+++ MATERIAL TO PROCESS +++
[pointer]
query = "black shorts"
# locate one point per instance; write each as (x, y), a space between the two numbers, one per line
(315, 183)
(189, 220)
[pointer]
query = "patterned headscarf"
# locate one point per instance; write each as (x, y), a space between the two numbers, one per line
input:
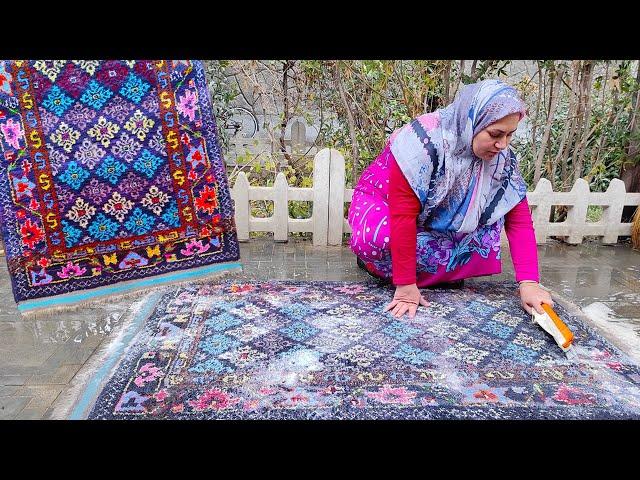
+++
■ PROMPT
All records above must be output exactly as they stand, excluding pictures.

■ YOUR RESPONSE
[pointer]
query = "black shorts"
# locate one point per instance; write each as (x, y), a space between the two numbers, one per line
(315, 183)
(189, 220)
[pointer]
query = "patterned headscarf"
# locate one point per instance; write each as (x, y), a space between the two numbers, one per line
input:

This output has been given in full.